## SOURCE EXTRACT
^^^^^^^^
It is on Greenhead Ghyll--"upon the forest-side in Grasmere Vale"--
that the poet has laid the scene of _Michael_, the poem which paints
with such detailed fidelity both the inner and the outward life of a
typical Westmoreland "statesman." And the upper road from Grasmere
to Rydal, superseded now by the road along the lake side, and left
as a winding footpath among rock and fern, was one of his most
habitual haunts. Of another such haunt his friend Lady Richardson
says, "The _Prelude_ was chiefly composed in a green mountain terrace,
on the Easdale side of Helm Crag, known by the name of Under Lancrigg,
a place which he used to say he knew by heart. The ladies sat at
their work on the hill-side, while he walked to and fro on the
smooth green mountain turf, humming out his verses to himself, and
then repeating them to his sympathising and ready scribes, to be
noted down on the spot, and transcribed at home."
The neighbourhood of the poet's later home at Rydal Mount is equally
full of associations. Two of the _Evening Voluntaries_ were composed
by the side of Rydal Mere. The _Wild Duck's Nest_ was on one of the
Rydal islands. It was on the fells of Loughrigg that the poet's
fancy loved to plant an imperial castle. And _Wansfell's_ green
slope still answers with many a change of glow and shadow to the
radiance of the sinking sun.
^^^^^^^^
## INFORMATION SHOWN
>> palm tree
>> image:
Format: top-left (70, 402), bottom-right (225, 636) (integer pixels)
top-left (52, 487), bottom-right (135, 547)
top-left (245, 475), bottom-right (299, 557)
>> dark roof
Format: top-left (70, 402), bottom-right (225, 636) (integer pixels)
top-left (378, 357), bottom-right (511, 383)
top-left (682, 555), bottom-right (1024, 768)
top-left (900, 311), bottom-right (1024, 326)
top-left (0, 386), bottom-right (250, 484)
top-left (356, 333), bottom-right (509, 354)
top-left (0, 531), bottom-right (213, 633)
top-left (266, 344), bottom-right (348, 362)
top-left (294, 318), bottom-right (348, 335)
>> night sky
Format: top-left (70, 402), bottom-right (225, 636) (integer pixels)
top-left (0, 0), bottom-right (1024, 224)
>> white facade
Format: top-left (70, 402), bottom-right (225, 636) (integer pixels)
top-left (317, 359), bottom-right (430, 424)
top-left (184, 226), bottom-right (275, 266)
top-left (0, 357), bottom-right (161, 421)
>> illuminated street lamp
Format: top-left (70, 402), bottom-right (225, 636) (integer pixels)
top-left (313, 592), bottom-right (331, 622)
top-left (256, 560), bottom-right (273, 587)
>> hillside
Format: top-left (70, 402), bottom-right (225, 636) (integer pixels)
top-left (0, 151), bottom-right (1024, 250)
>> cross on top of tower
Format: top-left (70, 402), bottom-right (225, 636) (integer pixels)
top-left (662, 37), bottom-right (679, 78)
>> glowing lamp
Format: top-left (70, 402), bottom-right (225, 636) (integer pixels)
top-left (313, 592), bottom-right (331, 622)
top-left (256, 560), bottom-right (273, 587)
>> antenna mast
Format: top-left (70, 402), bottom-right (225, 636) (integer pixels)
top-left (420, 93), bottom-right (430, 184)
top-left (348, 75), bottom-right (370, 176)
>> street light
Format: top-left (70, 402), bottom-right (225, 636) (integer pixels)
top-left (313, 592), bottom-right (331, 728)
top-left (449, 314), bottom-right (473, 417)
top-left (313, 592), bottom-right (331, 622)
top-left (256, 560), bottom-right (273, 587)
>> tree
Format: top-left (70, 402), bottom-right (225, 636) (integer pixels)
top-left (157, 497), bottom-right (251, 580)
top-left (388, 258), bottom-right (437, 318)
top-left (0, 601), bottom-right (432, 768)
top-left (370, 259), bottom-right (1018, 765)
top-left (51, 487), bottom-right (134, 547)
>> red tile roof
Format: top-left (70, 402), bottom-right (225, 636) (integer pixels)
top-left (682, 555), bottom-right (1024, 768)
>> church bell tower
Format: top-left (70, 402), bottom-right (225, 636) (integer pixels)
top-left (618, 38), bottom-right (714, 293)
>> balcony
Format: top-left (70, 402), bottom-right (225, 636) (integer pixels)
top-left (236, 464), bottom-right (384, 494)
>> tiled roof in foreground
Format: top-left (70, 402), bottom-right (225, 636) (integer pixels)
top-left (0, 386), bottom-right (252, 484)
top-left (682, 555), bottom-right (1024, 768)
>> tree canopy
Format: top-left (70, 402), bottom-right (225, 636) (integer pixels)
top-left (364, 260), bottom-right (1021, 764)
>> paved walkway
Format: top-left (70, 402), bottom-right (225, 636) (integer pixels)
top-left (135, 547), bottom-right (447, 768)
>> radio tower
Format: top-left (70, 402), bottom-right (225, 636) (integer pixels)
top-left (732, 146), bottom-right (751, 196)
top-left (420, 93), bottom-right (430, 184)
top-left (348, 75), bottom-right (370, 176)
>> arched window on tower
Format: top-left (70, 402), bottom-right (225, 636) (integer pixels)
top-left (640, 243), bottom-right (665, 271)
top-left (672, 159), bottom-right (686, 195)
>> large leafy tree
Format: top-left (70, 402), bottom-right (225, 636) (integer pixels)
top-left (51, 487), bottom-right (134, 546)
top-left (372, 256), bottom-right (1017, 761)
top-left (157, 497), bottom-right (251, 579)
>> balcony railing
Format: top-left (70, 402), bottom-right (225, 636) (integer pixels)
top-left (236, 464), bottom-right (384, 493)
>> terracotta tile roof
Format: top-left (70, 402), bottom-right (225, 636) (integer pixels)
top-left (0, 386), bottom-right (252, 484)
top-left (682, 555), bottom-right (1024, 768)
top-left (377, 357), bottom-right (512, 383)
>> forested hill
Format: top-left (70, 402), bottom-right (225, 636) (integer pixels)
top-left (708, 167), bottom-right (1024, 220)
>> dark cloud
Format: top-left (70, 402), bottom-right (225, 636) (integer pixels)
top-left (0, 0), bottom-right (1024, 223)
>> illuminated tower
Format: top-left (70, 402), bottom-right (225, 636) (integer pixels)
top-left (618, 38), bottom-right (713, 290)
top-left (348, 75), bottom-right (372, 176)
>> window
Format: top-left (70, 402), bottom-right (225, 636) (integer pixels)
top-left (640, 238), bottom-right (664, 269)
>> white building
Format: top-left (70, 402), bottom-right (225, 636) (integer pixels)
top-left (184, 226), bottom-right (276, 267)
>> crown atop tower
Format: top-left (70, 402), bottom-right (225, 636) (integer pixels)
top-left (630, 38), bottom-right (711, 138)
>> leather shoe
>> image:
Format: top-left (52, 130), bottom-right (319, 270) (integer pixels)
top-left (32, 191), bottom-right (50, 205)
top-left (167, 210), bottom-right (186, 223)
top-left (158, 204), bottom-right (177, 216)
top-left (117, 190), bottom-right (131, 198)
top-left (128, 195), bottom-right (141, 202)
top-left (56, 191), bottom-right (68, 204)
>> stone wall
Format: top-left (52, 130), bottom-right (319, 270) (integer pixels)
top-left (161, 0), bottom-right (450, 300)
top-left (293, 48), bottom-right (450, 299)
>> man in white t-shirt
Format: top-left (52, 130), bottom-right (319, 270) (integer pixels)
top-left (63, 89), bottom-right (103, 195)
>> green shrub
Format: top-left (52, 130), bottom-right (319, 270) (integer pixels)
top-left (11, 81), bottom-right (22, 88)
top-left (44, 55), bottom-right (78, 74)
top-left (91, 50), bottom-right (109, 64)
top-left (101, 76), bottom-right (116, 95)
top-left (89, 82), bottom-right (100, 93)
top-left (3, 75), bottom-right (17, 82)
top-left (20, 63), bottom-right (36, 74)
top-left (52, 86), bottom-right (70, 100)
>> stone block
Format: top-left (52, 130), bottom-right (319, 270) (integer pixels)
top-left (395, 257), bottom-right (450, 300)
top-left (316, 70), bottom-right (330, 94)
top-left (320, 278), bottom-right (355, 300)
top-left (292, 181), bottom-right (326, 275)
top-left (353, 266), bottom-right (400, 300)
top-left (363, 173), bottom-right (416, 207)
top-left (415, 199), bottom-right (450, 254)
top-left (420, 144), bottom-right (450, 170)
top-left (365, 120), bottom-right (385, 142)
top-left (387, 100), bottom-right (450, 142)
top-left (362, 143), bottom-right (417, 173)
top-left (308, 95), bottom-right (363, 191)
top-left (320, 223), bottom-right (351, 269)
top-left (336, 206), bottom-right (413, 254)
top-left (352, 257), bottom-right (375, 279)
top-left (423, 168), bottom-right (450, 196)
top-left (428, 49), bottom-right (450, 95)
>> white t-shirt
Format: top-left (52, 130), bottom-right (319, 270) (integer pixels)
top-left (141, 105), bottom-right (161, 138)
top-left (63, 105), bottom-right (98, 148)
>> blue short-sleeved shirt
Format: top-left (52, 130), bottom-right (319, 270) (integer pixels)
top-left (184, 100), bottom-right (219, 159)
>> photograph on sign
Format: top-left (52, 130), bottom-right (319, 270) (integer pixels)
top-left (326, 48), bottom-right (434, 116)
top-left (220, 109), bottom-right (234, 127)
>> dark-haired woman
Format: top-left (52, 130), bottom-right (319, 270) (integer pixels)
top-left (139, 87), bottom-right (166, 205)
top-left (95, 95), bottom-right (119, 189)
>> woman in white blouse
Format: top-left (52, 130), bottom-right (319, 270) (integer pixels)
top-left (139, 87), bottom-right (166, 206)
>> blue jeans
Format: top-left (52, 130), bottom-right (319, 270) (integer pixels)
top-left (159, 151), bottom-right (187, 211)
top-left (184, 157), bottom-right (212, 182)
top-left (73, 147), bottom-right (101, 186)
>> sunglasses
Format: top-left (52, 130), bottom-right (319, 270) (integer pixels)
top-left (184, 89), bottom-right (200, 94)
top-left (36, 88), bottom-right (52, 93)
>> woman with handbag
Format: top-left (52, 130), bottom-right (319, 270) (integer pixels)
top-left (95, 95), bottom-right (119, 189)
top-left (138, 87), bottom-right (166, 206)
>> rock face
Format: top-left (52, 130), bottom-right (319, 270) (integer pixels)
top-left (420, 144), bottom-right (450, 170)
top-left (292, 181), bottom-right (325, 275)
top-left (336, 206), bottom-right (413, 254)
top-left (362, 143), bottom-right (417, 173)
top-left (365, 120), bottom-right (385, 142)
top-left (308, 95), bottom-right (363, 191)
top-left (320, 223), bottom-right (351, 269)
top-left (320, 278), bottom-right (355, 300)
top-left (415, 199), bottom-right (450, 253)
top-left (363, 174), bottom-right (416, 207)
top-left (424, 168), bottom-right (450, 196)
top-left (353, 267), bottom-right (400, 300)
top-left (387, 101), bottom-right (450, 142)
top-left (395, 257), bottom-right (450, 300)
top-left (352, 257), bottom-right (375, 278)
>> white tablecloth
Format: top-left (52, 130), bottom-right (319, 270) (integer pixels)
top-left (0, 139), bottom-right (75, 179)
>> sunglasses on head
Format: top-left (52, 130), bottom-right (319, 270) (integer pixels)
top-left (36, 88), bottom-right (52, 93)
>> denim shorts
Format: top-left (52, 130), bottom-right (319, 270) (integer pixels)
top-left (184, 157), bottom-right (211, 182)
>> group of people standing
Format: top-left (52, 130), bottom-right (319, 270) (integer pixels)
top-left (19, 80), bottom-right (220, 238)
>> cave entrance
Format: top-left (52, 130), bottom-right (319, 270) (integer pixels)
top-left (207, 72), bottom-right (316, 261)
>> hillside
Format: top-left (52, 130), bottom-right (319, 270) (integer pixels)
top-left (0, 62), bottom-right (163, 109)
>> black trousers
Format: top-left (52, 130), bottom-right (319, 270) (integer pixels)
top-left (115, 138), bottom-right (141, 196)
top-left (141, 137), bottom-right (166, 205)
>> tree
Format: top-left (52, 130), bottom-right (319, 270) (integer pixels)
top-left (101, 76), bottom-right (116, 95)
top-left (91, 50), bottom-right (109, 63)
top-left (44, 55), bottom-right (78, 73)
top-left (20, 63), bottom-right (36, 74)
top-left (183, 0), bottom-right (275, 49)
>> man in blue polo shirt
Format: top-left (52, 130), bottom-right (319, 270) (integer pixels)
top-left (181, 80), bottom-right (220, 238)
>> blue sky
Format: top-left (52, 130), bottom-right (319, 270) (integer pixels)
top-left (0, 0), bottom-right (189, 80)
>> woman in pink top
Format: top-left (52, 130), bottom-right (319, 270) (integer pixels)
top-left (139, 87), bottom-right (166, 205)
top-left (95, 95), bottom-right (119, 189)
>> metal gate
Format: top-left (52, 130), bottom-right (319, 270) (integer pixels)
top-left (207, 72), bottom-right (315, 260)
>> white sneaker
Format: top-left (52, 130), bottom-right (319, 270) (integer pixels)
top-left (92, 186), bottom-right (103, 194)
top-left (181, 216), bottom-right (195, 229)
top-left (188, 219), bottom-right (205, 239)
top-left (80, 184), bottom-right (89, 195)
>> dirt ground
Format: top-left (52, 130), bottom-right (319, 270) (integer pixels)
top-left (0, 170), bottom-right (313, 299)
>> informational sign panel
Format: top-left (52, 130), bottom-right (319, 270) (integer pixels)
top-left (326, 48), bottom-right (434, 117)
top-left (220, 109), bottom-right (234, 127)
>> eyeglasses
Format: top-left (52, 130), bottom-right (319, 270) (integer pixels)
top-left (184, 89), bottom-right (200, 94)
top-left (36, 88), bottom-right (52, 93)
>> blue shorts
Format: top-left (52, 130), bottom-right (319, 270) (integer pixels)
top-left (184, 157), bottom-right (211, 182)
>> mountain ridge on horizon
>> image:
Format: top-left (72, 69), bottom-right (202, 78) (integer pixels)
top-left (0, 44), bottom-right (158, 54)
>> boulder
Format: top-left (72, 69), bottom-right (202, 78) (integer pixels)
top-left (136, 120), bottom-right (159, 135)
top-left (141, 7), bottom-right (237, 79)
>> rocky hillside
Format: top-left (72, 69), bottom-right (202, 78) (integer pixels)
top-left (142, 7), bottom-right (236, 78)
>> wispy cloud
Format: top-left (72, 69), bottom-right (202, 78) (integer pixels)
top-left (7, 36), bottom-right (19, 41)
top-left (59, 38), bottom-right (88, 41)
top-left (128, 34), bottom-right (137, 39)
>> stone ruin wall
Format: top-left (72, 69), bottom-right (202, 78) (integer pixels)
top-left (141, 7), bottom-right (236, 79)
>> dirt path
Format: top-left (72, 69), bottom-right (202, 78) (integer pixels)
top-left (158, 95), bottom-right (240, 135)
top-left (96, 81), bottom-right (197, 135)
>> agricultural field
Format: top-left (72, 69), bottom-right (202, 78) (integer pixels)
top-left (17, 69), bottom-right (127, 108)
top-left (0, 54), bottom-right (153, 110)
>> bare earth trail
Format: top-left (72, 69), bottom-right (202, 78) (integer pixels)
^^^^^^^^
## REQUIREMENTS
(1) Please retype the passage on the poet's haunts from "The neighbourhood of" to "the sinking sun.".
(2) In the passage on the poet's haunts, why did the poet repeat his verses to the ladies on the hill-side? Answer in one to three sentences.
The rows come after the passage on the poet's haunts and are separate material.

## SOLUTION LIST
(1)
The neighbourhood of the poet's later home at Rydal Mount is equally
full of associations. Two of the _Evening Voluntaries_ were composed
by the side of Rydal Mere. The _Wild Duck's Nest_ was on one of the
Rydal islands. It was on the fells of Loughrigg that the poet's
fancy loved to plant an imperial castle. And _Wansfell's_ green
slope still answers with many a change of glow and shadow to the
radiance of the sinking sun.

(2) He repeated them so the ladies, acting as his scribes, could note them down on the spot. They would then transcribe them at home.